## START The data

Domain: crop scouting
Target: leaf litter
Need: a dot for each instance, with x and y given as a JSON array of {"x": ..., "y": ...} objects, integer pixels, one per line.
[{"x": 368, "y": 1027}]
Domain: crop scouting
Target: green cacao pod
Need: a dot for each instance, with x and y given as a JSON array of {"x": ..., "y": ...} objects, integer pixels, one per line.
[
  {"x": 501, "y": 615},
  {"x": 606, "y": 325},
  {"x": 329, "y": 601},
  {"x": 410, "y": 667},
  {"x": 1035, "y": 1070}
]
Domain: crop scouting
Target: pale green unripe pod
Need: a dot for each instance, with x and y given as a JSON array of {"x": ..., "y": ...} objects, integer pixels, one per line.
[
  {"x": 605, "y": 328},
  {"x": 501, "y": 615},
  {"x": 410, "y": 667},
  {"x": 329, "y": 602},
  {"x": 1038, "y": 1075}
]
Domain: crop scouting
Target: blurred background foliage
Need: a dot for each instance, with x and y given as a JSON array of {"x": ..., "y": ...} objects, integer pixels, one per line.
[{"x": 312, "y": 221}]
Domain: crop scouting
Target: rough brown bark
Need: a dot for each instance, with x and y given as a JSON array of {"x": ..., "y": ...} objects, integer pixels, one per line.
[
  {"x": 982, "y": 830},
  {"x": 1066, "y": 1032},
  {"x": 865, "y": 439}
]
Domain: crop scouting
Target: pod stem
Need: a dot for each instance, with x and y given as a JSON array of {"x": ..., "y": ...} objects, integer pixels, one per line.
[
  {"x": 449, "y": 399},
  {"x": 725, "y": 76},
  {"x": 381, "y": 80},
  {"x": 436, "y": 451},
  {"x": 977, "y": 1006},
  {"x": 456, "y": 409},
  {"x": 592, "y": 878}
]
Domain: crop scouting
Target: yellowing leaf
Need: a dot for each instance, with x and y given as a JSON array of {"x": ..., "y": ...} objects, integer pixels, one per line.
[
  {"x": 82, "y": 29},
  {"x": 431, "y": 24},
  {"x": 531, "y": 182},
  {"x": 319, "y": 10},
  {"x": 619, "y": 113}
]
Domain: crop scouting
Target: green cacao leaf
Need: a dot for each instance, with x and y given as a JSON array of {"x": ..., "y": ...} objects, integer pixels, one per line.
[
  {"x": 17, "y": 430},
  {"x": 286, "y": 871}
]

## END The data

--- Aim of the exercise ---
Copy each line of the data above without altering a single character.

--- Solution ---
Domain: crop scouting
Target: leaf litter
Need: a dot for each instance, with x and y given as a JSON array of {"x": ..., "y": ...} objects, integer pixels, one per line.
[{"x": 368, "y": 1027}]
Domain: crop scouting
Target: green cacao pod
Need: a dot for each instance, with x and y given as a JSON array of {"x": ..., "y": ...} objects, integer pixels, one per line.
[
  {"x": 501, "y": 615},
  {"x": 606, "y": 325},
  {"x": 329, "y": 601},
  {"x": 410, "y": 667},
  {"x": 1035, "y": 1070}
]
Domain: crop scouting
Target: pale green unripe pod
Need: a dot for each instance, with x and y given as a JSON array of {"x": ..., "y": ...} objects, integer pixels, one per line.
[
  {"x": 605, "y": 328},
  {"x": 501, "y": 615},
  {"x": 410, "y": 667},
  {"x": 329, "y": 602},
  {"x": 1038, "y": 1075}
]
Domain: crop scouting
Target: blurred background foliage
Need: a dot for each instance, with x and y given as a JSON array of {"x": ..., "y": ...} objects, integer pixels, one per line.
[{"x": 312, "y": 221}]
Domain: crop scouting
Target: rough brown bark
Need: a dot for each instance, with x and y given as a JSON array of {"x": ..., "y": ...} objects, integer pixels, one per line.
[
  {"x": 982, "y": 830},
  {"x": 1066, "y": 1032},
  {"x": 865, "y": 439}
]
Domain: crop scouting
Target: pod stem
Need: a dot for each instance, with x and y given as a JSON array of {"x": ..., "y": ...} objects, integer pixels, one per line.
[
  {"x": 449, "y": 399},
  {"x": 725, "y": 76},
  {"x": 381, "y": 80},
  {"x": 436, "y": 451},
  {"x": 977, "y": 1006},
  {"x": 456, "y": 409},
  {"x": 592, "y": 878}
]
Domain: crop scouting
Target: yellowing leaf
Need: a dot for each instance, with x and y given as a JSON array of {"x": ..., "y": ...} objects, integer pixels, one per line.
[
  {"x": 82, "y": 29},
  {"x": 431, "y": 24},
  {"x": 531, "y": 182},
  {"x": 319, "y": 10},
  {"x": 619, "y": 113}
]
Domain: crop scouting
Target: green cacao leaf
Need: a dot for each instance, with x and y given as a JSON array of {"x": ..., "y": ...} objects, integer pixels, one per line.
[
  {"x": 17, "y": 430},
  {"x": 286, "y": 871}
]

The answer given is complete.